Set problem 1 → In the court opinion on the Cedar Extension slip and fall, what did Hammond trace the leaking water to?
Set problem 2 → Resume the court opinion on the Cedar Extension slip and fall after its last sentence.

Extracted text →

Opinion
No. 101753
03-12-2015
ATTORNEYS FOR APPELLANT Ernest L. Wilkerson, Jr. Kathryn M. Miley Wilkerson & Associates Co., L.P.A. Suite 248 1422 Euclid Avenue Cleveland, Ohio 44115 ATTORNEYS FOR APPELLEE Jeffrey H. Friedman Brian Palmer Friedman, Domiano & Smith 55 Public Square Suite 1055 Cleveland, Ohio 44113
JOURNAL ENTRY AND OPINION JUDGMENT: REVERSED Civil Appeal from the Cuyahoga County Court of Common Pleas
Case No. CV-13-815484
BEFORE: E.A. Gallagher, P.J., Kilbane, J., and Blackmon, J.
ATTORNEYS FOR APPELLANT
Ernest L. Wilkerson, Jr.
Kathryn M. Miley
Wilkerson & Associates Co., L.P.A.
Suite 248
1422 Euclid Avenue
Cleveland, Ohio 44115
ATTORNEYS FOR APPELLEE
Jeffrey H. Friedman
Brian Palmer
Friedman, Domiano & Smith
55 Public Square
Suite 1055
Cleveland, Ohio 44113
EILEEN A. GALLAGHER, P.J.:
{¶1} Cuyahoga Metropolitan Housing Authority ("CMHA") appeals the trial court's order denying summary judgment pursuant to political subdivision immunity on Joe Canidate's claims for negligence and violation of Ohio's landlord tenant act arising from a slip and fall incident. For the following reasons, we reverse the decision of the trial court.
{¶2} Canidate's complaint against CMHA alleges that he was a tenant at the Cedar Extension High Rise operated by CMHA in Cleveland. On May 21, 2012, he entered the apartment complex's television room to watch a basketball game. During the game, a water leak began on the third floor of the building, and water began to drain down to the first floor where it fell in the hallway outside the television room.
{¶3} Darryl Curry, another Cedar Extension resident in the television room, heard the water leaking to the floor outside, retrieved a rolling garbage can from the television room and positioned it below the leak to collect the draining water. Curry testified that, despite his efforts, there was a "whole lot of water" already on the floor of the hallway. There was no color to the water, and a picture of the hallway reveals the floor possessed a glossy and reflective appearance.
{¶4} Willie Hammond, a CMHA police protection officer on duty at the Cedar Extension, heard someone from the television room yell that there was a leak. Hammond observed the water draining to the hallway floor through a missing ceiling tile and saw Curry position the garbage can to mitigate the accumulation of water on the floor. Hammond traced the leaking water to an overflowing sink in an apartment on the third floor and wrote a violation ticket for the responsible resident. Hammond reported the issuance of the ticket but did not clean up the water already on the floor because he felt it was the maintenance personnel's job to do so. He did not, however, notify maintenance of the water that had accumulated around the garbage can because he did not believe it was enough water to cause any damage.

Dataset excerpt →
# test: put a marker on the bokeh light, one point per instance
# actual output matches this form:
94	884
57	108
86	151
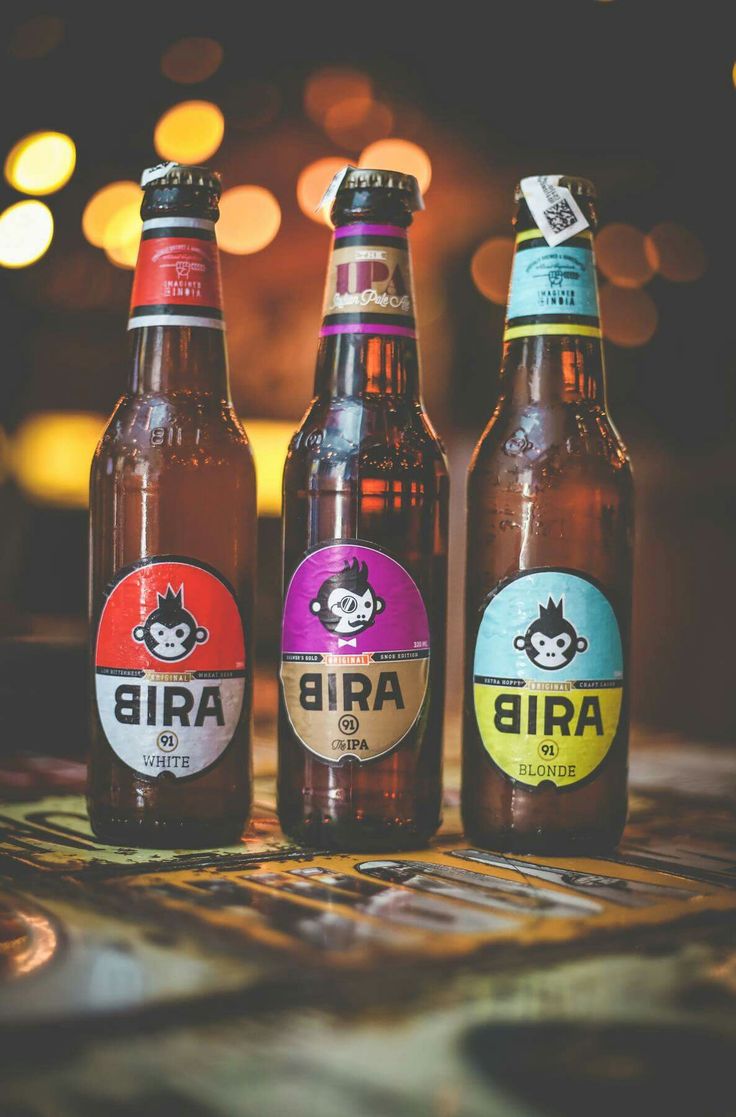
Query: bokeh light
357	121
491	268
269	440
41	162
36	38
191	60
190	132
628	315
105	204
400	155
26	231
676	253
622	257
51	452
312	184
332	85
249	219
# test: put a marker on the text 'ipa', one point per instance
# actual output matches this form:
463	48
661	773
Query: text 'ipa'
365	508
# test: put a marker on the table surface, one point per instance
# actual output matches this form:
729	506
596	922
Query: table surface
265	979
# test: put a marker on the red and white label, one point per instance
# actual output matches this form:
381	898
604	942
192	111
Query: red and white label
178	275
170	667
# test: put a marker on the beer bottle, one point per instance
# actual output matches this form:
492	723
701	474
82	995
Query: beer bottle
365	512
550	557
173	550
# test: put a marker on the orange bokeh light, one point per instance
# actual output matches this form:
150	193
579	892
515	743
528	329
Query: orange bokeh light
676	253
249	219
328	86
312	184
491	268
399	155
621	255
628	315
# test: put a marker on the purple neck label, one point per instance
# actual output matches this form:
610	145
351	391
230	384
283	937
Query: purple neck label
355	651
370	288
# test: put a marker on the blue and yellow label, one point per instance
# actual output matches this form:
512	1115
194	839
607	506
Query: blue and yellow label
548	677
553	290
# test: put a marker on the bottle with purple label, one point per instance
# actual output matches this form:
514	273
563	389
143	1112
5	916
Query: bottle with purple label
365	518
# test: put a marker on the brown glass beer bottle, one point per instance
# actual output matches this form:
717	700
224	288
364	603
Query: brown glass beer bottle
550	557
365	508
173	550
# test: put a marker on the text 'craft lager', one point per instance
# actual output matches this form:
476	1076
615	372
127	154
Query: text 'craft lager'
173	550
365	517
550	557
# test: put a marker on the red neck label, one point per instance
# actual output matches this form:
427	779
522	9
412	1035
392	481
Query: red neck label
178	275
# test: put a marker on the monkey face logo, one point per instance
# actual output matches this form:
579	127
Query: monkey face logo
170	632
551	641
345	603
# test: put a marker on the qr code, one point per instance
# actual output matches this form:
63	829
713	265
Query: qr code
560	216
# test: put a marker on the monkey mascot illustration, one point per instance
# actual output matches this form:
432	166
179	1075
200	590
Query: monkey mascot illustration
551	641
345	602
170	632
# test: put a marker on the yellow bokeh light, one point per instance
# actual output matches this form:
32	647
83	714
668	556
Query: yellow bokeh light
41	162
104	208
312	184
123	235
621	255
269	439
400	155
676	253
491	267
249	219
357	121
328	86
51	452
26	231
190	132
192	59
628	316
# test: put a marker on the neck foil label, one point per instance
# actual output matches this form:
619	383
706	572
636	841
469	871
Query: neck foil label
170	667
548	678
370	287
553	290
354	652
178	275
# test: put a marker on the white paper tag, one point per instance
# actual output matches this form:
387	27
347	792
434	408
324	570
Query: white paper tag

Response 1 → An overflowing sink in an apartment on the third floor.

Response 2 →
{¶5} Canidate exited the television room 15 to 20 minutes after Curry set the garbage can to catch the leaking water and after Hammond failed to notify maintenance of the water on the floor of the hallway. Canidate slipped and fell as he passed the garbage can, injuring his neck.
{¶6} Canidate filed this action against CMHA in the Cuyahoga County Common Pleas Court, alleging that CMHA was negligent and violated Ohio's landlord tenant act. CMHA moved for summary judgment, arguing that it was entitled to political subdivision immunity in regards to Candidate's claims. CMHA argued that the accumulated water was an open and obvious hazard, that no physical defect existed on the property, and that Canidate was barred from pursuing a violation of Ohio's landlord tenant act against a political subdivision. The trial court denied summary judgment, and CMHA appeals offering the following sole assignment of error:
The motion for summary judgment was improperly denied as it relates to sovereign immunity.
{¶7} Ordinarily, an order denying a motion for summary judgment is not a final and appealable order within the scope of Civ.R. 60(B); rather, it is an interlocutory order. However, an order denying a political subdivision the benefit of an alleged immunity from liability is expressly deemed a "final order" under R.C. 2744.02(C) and is thus immediately appealable. See Sullivan v. Anderson Twp., 122 Ohio St.3d 83, 2009-Ohio-1971, 909 N.E.2d 88, ¶ 12-13.
{¶8} Our review of a trial court's grant of summary judgment is de novo. Grafton v. Ohio Edison Co., 77 Ohio St.3d 102, 105, 1996-Ohio-336, 671 N.E.2d 241. Pursuant to Civ.R. 56(C), summary judgment is appropriate when (1) there is no genuine issue of material fact; (2) the moving party is entitled to judgment as a matter of law; and (3) reasonable minds can come to but one conclusion and that conclusion is adverse to the nonmoving party, said party being entitled to have the evidence construed most strongly in his favor. Horton v. Harwick Chem. Corp., 73 Ohio St.3d 679, 1995-Ohio-286, 653 N.E.2d 1196, paragraph three of the syllabus; Zivich v. Mentor Soccer Club, 82 Ohio St.3d 367, 1998-Ohio-389, 696 N.E.2d 201. The party moving for summary judgment bears the burden of showing that there is no genuine issue of material fact and that it is entitled to judgment as a matter of law. Dresher v. Burt, 75 Ohio St.3d 280, 1996-Ohio-107, 662 N.E.2d 264.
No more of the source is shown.